Collected data entries
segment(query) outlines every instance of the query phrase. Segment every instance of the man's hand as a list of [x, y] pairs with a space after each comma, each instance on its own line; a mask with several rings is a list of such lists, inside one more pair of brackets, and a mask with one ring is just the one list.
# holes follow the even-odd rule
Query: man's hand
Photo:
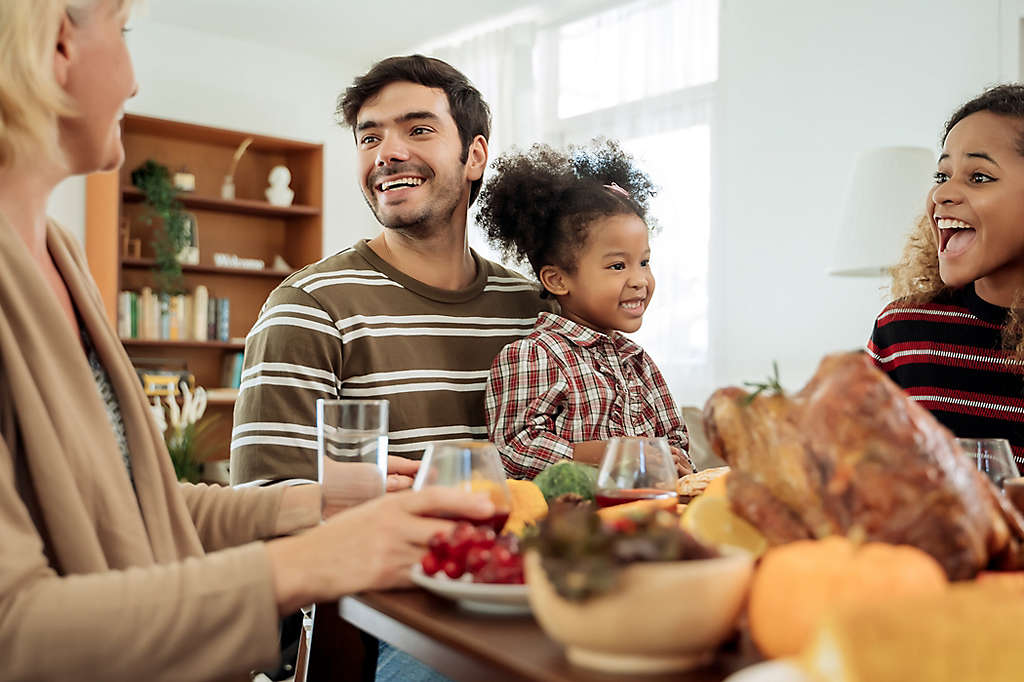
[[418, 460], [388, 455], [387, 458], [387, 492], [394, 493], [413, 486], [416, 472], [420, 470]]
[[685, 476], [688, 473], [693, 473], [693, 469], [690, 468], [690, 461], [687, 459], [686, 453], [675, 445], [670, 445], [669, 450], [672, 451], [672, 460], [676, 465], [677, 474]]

...

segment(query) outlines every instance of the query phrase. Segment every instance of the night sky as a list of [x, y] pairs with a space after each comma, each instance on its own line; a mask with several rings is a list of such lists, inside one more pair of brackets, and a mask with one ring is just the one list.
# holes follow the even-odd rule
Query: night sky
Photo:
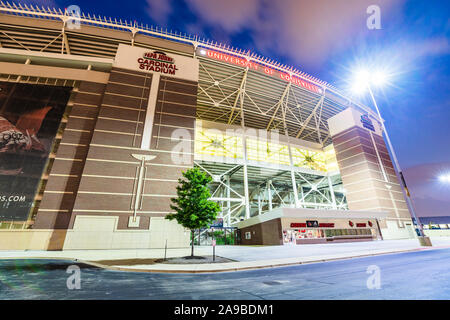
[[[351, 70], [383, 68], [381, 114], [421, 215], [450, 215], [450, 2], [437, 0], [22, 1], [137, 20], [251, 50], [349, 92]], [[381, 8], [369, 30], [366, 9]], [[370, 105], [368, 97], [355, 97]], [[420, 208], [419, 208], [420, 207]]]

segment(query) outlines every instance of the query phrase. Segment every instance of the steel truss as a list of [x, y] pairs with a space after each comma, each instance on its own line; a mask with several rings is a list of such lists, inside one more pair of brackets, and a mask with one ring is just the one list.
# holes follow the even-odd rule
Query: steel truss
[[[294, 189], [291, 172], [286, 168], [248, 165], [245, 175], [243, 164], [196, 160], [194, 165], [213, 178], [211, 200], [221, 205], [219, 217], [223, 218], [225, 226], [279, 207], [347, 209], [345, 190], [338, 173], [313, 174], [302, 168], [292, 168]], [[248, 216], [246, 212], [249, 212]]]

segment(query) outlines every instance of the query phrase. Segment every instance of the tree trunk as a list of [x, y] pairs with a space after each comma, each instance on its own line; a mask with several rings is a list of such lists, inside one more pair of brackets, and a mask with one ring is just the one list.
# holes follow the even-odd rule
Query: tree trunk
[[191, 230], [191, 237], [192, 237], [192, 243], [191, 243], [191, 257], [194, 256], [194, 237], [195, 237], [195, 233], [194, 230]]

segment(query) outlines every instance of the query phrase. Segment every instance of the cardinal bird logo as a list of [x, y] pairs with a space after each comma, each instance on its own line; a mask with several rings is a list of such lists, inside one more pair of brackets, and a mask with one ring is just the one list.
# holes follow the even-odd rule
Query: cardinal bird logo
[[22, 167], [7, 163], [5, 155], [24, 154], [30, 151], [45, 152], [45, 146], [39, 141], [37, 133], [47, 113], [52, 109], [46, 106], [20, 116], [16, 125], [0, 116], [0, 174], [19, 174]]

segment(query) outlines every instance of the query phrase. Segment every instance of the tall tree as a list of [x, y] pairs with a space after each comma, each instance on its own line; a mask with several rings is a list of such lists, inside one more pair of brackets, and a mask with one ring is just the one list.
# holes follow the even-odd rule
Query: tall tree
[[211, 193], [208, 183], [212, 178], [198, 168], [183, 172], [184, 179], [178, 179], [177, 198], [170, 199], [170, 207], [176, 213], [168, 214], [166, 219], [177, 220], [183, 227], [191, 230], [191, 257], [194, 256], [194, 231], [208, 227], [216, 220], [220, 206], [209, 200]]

What is expected: Format everything in the records above from the line containing "of the man's" down to the line containing "465], [677, 474]]", both ends included, as a numbered list with blank lines omitted. Leave the pictures out of the list.

Exercise solution:
1. segment(query) outlines every instance of the query phrase. Segment every instance of the man's hand as a list of [x, y] pairs with a space after each comma, each instance on its own line; a mask with several rings is a list of such lists, inside one more pair of brackets, and a mask with one ring is just the one list.
2. # holes follow the even-odd rule
3. Query: man's hand
4. Photo:
5. [[418, 460], [388, 455], [387, 458], [387, 492], [394, 493], [413, 486], [416, 472], [420, 470]]
6. [[685, 476], [688, 473], [693, 473], [693, 469], [690, 468], [690, 461], [687, 459], [686, 453], [675, 445], [670, 445], [669, 450], [672, 451], [672, 460], [676, 465], [677, 474]]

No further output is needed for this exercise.